Passage choisi -
☆ ☆ ☆

Et si c’était maintenant ? L’hiver 2013-2014 restera peut-être gravé dans l’histoire de notre île.
Alors que le débat politique s’annonçait monopolisé par les élections municipales, essentiellement concentré sur les deux grandes villes de l’est de la Corse où les dynasties Rocca Sera et Zuccarelli semblent vaciller, un vent de fronde s’est doucement mis à souffler dans la société insulaire, éclipsant presque le scrutin à venir.
Dès le début de l’automne, des conflits d’entreprise ont secoué l’île. Des continentaux venaient, une fois de plus, prendre le travail des Corses, sous les ordres des instances nationales. Société générale, office hydraulique, hopitaux, compagnies maritimes, le problème de la corsisation des emplois s’est encore posé. Le ras-le-bol a grondé, faisant les titres des journaux. Syndicalistes et mouvements de jeunes se sont mobilisés. Diverses polémiques se sont ensuite enchaînées. A commencer par des propos gouvernementaux particulièrement hostiles à une évolution institutionnelle et carrément méprisants envers l’idée d’une co-officialité linguistique (pourtant votée à 46 voix sur 51 à l’Assemblée de Corse). Puis vint le débat sur la SNCM : quel avenir pour la compagnie ? 600 familles corses au chômage ? La France acceptera-t-elle enfin l’idée d’une compagnie régionale ? Entre temps, est tombé le bilan du recensement : 75 000 habitants de plus en 30 ans avec un taux de natalité négatif, soit une augmentation due à plus de 80% à l’arrivée de migrants continentaux. La colonisation de peuplement n’a jamais été aussi vivace. Enfin, début janvier, le coup de grâce fut le retour du spectre de la fin des Arrêtés Miot, polémique déjà lancée l’an dernier à la même époque. Le Conseil Constitutionnel a une nouvelle fois dit non à cette dérogation fiscale, indispensable à notre survie économique, malgré un an de travail d’experts insulaires à Bercy. Le tout, ponctué de fréquentes piques racistes dans les médias à l’égard des Corses. Cette année, la France a balayé d’un revers de main tous nos espoirs. Peu importe qu’ils aient été votés, travaillés ou réfléchis. Le non était sec, global, ferme et définitif.
Alors, on a pu assister à un début de révolte dans les lycées dès la rentrée de janvier, à l’initiative de la Ghjuventù Indipendentista. Ce processus de mobilisation que j’appelais de mes voeux sur ce même blog il y a quelques mois a enfin eu lieu. Les jeunes corses ont décidé de faire leur la revendication des arrêtés Miot, lui associant pêle-mêle la co-officialité de la langue refusée, le statut de résident bientôt en débat à l’assemblée et les problèmes d’emplois qui les concerneront directement. Le tout, sous une bannière explicite, « Simu di stu paese, è ci vulemu campà » (nous sommes de ce pays et nous voulons y vivre), paroles d’une chanson d’A Filetta des années 70. Des centaines de lycéens ont envahi les rues de toutes les villes de Corse.

☆ ☆ ☆

Données extraites -
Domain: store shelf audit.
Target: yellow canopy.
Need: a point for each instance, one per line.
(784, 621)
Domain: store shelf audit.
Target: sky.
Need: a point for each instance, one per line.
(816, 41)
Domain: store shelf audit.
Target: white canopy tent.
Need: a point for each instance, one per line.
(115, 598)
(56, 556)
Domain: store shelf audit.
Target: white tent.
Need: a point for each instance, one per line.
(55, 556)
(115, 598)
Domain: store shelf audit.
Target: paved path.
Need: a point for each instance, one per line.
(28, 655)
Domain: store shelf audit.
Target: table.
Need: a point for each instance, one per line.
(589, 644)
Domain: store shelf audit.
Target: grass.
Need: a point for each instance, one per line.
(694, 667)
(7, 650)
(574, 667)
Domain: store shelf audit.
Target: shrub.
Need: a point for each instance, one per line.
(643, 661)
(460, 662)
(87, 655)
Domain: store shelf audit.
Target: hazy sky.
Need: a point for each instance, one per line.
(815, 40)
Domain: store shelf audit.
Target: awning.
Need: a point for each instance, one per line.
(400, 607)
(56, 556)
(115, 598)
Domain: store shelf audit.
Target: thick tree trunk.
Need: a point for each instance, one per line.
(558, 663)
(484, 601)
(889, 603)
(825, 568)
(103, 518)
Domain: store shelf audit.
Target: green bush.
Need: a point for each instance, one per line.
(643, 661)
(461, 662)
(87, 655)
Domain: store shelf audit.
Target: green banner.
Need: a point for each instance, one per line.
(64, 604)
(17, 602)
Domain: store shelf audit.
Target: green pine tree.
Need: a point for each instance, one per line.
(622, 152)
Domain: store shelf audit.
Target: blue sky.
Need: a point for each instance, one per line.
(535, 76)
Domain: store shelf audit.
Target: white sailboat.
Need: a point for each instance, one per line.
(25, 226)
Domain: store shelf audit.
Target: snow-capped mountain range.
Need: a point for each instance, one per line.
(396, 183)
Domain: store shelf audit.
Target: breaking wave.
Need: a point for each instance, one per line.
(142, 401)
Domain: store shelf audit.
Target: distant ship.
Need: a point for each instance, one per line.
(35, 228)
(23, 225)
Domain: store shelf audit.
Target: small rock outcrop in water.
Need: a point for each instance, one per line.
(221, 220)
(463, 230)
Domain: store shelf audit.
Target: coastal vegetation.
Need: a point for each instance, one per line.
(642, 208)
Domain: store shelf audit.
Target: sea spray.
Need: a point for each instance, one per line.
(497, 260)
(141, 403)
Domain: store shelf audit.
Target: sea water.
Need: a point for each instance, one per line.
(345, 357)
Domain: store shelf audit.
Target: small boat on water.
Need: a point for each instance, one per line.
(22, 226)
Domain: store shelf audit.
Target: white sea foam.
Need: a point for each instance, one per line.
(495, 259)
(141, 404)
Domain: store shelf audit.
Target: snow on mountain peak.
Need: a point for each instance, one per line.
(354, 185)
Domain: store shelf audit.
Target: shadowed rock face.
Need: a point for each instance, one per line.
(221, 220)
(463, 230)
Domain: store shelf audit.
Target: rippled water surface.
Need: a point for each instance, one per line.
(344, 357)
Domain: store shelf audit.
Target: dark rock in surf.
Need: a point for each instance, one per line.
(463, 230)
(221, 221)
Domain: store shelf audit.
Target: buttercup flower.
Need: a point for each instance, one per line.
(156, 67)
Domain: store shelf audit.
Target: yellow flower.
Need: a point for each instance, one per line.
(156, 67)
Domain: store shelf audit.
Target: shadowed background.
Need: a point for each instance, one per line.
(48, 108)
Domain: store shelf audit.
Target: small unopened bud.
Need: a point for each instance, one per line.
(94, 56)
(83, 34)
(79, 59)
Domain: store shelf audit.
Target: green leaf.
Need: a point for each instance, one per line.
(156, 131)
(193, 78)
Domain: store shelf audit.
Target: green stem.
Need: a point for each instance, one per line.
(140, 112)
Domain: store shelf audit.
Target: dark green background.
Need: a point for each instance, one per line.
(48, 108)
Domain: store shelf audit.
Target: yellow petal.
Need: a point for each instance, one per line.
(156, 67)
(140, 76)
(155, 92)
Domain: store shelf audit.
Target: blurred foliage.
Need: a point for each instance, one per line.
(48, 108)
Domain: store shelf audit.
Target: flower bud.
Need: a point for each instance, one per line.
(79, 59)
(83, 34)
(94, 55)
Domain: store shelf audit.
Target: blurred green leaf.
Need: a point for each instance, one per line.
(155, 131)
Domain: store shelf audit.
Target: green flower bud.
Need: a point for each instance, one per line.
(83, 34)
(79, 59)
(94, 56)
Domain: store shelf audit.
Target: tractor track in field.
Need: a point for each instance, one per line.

☆ ☆ ☆

Consigne - Recopiez la partie du passage choisi qui commence par les mots « Et si c’était » et se termine par « scrutin à venir. », en remplaçant « municipales » par « régionales ». Ce matériel n'a aucun lien avec le passage choisi.

Résultat -
Et si c’était maintenant ? L’hiver 2013-2014 restera peut-être gravé dans l’histoire de notre île.
Alors que le débat politique s’annonçait monopolisé par les élections régionales, essentiellement concentré sur les deux grandes villes de l’est de la Corse où les dynasties Rocca Sera et Zuccarelli semblent vaciller, un vent de fronde s’est doucement mis à souffler dans la société insulaire, éclipsant presque le scrutin à venir.